Extracted information
- - - - -
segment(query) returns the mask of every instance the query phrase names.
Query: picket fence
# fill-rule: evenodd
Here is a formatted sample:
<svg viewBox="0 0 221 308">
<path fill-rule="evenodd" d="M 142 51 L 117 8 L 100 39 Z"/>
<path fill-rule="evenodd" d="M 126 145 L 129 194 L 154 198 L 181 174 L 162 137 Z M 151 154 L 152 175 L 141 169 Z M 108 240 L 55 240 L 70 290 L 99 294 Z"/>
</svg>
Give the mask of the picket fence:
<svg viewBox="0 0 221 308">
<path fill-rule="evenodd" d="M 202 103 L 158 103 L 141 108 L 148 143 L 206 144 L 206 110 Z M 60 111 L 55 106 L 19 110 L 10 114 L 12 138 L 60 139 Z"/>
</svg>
- - - - -
What you should do
Copy every line of the items above, requests included. In the answers, multiply every number (the viewBox size and the outline coordinates) by 1.2 and round to whole numbers, rounding halves up. Leave all numbers in the requests and their format samples unchanged.

Problem solution
segment(query) returns the mask of every instance the query phrase names.
Query: picket fence
# fill-rule: evenodd
Here is a formatted sample:
<svg viewBox="0 0 221 308">
<path fill-rule="evenodd" d="M 142 51 L 117 8 L 100 39 Z"/>
<path fill-rule="evenodd" d="M 126 145 L 129 194 L 154 198 L 181 174 L 162 137 Z M 151 154 L 152 175 L 141 169 Z M 108 240 L 55 240 L 70 290 L 99 294 Z"/>
</svg>
Give the mask of the picket fence:
<svg viewBox="0 0 265 370">
<path fill-rule="evenodd" d="M 242 124 L 190 124 L 169 130 L 178 172 L 247 173 L 247 132 Z M 72 133 L 66 127 L 23 132 L 12 137 L 14 166 L 72 167 Z"/>
</svg>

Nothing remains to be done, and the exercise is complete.